- **WORK TASK**:
Gather all lines in the entries below that include the word "grey".

- **DATASET EXCERPTS**:
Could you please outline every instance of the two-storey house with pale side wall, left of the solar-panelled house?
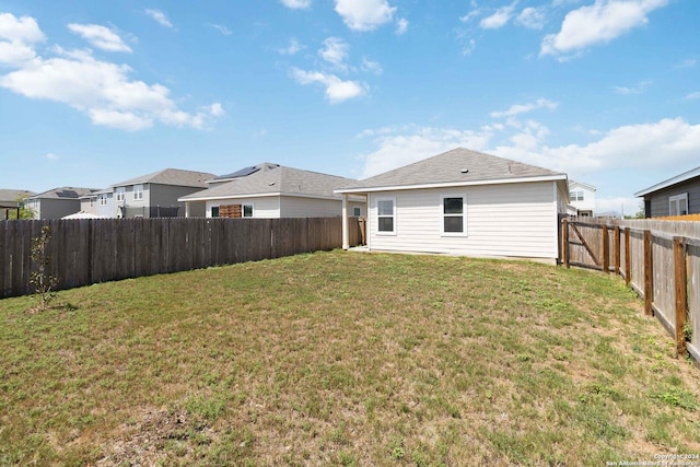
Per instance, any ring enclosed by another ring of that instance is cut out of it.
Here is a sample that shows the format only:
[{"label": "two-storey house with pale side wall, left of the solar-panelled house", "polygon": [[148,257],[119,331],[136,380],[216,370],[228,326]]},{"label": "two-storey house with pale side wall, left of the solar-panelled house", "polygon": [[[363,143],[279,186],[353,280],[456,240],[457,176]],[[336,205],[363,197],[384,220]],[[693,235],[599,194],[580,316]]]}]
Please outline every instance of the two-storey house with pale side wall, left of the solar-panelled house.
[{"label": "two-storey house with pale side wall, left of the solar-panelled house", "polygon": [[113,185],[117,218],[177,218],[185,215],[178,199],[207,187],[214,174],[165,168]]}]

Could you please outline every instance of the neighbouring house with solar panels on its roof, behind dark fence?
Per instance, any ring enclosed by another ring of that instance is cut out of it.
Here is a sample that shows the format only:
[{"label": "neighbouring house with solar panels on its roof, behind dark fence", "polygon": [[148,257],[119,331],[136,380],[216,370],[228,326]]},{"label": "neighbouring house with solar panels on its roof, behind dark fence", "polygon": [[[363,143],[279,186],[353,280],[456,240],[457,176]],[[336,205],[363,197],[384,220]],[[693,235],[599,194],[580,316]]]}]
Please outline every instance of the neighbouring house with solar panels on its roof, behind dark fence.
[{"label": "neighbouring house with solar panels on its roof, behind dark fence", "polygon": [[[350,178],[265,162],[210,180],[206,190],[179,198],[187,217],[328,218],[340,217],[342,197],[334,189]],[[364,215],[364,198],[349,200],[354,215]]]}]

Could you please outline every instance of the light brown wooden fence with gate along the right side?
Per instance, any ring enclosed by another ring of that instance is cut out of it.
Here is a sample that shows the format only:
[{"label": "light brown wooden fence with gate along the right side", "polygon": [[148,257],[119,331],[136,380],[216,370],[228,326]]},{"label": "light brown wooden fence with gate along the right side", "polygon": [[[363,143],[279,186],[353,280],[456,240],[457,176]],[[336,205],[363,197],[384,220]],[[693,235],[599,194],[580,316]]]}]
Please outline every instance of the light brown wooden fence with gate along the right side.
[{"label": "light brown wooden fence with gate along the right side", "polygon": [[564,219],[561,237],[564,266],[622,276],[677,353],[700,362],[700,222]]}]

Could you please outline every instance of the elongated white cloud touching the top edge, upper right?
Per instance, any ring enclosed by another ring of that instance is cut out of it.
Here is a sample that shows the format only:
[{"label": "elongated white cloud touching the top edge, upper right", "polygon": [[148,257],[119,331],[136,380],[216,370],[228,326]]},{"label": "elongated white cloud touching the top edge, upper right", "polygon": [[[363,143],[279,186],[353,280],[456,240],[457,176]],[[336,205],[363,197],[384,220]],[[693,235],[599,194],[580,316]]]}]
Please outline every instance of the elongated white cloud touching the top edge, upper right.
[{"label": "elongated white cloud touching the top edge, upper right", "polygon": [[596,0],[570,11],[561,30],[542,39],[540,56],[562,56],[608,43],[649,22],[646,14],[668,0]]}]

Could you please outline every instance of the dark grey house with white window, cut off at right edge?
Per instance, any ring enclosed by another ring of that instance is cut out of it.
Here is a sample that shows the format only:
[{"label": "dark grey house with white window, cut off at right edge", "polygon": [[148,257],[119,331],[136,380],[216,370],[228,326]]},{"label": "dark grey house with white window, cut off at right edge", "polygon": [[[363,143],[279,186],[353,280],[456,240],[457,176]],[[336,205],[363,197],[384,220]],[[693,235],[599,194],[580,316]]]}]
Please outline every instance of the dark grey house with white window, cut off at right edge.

- **SOLVED PROBLEM**:
Could you please outline every instance of the dark grey house with white window, cut off at right edge?
[{"label": "dark grey house with white window, cut off at right edge", "polygon": [[148,257],[119,331],[136,380],[216,370],[228,326]]},{"label": "dark grey house with white window, cut off at right edge", "polygon": [[[363,143],[279,186],[353,280],[456,240],[457,176]],[[336,205],[363,197],[384,220]],[[693,235],[599,194],[580,316]]]}]
Please outline every instance of the dark grey house with white window, cut off at right edge.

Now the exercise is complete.